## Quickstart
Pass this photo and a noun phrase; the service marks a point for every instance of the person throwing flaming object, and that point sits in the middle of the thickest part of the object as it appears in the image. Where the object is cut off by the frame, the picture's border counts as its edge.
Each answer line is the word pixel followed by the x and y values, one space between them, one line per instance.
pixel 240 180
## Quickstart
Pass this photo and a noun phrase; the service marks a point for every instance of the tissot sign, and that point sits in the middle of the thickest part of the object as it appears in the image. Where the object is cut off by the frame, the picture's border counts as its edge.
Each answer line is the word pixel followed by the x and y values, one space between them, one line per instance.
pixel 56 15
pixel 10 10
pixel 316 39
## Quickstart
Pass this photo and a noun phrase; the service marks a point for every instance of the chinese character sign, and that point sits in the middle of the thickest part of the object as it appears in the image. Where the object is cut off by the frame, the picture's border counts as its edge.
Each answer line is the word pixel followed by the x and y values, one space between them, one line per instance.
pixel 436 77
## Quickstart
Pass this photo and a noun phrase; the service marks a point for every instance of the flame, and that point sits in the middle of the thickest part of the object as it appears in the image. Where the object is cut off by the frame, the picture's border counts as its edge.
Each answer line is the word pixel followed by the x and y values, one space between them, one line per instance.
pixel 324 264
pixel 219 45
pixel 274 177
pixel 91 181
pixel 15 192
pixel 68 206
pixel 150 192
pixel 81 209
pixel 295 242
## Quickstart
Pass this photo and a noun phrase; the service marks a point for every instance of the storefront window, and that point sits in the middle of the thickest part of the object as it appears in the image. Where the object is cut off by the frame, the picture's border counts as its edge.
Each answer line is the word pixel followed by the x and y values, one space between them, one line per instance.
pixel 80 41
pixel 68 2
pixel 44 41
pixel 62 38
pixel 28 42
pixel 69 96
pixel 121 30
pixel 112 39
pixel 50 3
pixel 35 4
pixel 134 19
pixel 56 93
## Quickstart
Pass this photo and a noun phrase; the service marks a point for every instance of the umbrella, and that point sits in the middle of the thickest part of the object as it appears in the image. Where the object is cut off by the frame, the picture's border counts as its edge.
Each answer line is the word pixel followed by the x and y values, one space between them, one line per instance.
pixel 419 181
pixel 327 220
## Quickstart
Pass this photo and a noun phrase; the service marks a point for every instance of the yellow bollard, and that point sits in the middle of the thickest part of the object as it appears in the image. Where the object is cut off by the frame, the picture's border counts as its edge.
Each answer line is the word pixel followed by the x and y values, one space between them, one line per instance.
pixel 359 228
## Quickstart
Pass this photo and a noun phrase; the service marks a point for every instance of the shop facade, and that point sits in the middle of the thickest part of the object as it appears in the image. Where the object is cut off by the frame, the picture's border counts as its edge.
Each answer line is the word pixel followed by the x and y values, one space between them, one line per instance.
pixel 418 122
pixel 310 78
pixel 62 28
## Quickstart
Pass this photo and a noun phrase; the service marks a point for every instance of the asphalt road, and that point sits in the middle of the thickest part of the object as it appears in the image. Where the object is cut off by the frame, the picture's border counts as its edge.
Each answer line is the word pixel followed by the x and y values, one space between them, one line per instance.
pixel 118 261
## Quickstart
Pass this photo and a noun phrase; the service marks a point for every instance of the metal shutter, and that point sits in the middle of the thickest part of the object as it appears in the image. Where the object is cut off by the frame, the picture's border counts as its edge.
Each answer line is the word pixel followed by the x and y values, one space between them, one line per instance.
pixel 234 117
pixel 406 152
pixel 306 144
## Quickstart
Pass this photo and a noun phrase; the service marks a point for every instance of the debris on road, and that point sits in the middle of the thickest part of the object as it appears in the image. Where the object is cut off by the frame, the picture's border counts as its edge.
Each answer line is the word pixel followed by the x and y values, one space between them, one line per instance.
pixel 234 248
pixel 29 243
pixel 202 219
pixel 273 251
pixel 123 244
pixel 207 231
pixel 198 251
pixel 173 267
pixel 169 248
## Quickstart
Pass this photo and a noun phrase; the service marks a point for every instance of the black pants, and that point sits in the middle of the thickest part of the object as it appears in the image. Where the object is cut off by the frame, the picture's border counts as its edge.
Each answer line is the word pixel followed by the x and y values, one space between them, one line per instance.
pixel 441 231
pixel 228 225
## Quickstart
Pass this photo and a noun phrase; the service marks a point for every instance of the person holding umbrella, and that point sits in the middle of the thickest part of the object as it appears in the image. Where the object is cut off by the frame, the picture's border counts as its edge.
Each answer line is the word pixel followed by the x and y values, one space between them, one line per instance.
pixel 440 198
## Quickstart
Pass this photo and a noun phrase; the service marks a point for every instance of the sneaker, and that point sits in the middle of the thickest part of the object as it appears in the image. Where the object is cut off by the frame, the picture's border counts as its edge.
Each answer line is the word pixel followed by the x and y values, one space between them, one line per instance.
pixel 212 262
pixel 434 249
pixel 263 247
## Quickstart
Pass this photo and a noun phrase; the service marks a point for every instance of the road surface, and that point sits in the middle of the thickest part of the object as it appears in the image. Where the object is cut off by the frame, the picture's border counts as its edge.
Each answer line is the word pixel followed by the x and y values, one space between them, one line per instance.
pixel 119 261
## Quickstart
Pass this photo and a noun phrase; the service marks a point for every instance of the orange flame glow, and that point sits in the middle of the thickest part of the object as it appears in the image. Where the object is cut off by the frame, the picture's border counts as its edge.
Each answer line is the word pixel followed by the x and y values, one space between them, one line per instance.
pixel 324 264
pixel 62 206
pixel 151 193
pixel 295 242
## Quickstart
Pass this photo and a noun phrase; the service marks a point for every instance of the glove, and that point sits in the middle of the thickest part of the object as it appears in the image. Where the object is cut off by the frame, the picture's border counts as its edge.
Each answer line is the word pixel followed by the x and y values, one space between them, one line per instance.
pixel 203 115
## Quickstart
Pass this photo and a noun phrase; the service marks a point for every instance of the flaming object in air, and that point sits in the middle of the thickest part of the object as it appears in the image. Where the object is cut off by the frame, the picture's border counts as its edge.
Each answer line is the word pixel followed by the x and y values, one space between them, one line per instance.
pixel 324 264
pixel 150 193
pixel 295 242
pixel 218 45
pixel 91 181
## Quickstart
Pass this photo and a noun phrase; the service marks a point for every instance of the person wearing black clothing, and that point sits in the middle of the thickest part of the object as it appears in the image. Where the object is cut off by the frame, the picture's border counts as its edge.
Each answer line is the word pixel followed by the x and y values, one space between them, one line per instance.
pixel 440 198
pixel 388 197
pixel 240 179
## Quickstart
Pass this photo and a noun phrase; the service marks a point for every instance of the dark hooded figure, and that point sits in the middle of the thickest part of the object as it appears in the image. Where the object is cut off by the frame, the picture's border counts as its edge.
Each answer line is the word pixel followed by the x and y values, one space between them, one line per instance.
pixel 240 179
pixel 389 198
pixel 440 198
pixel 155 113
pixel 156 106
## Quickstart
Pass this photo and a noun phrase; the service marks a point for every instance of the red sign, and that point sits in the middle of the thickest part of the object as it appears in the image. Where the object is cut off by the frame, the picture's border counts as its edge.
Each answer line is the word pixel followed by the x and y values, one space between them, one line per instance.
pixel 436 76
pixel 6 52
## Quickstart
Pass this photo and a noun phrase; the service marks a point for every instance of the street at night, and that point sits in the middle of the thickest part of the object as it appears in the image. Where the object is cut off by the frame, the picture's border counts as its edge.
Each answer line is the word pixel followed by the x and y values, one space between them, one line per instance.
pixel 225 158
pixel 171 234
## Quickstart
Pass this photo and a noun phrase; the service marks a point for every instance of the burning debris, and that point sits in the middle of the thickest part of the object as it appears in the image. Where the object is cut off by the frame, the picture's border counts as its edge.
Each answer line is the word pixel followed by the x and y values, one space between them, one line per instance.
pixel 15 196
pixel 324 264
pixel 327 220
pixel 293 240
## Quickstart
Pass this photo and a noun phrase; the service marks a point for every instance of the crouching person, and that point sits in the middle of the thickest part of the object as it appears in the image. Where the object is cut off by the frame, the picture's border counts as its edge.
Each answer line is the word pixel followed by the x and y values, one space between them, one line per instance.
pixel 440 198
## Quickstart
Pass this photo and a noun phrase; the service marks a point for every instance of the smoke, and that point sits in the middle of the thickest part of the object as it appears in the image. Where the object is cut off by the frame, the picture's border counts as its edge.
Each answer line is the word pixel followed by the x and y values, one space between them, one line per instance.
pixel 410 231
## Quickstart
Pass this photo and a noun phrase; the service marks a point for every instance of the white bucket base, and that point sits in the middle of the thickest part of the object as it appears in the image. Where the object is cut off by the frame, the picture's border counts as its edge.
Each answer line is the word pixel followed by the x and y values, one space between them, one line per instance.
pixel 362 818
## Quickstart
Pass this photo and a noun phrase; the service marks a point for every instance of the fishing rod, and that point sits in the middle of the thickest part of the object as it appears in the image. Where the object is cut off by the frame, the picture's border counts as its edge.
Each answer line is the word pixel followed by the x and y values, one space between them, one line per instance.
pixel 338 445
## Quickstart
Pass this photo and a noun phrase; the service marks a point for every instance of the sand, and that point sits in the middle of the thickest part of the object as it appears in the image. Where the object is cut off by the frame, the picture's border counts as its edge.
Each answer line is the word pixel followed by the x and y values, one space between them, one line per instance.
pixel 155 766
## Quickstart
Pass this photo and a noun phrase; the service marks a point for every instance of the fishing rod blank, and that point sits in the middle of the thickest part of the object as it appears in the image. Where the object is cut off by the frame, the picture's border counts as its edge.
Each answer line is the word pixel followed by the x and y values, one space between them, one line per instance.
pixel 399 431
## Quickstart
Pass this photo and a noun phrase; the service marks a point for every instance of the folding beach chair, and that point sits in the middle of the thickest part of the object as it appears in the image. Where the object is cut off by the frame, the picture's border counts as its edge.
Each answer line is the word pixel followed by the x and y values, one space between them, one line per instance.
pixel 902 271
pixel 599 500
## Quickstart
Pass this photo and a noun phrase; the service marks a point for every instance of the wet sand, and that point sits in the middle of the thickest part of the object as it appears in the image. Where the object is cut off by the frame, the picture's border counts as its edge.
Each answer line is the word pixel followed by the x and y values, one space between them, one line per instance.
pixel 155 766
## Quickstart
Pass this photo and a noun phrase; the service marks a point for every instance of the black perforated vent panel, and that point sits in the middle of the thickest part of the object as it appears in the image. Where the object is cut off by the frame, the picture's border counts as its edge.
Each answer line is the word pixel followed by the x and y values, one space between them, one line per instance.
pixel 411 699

Written problem: Count the lines in the entries above that contain the string "black", and reply with that number alone.

Answer to the problem: 3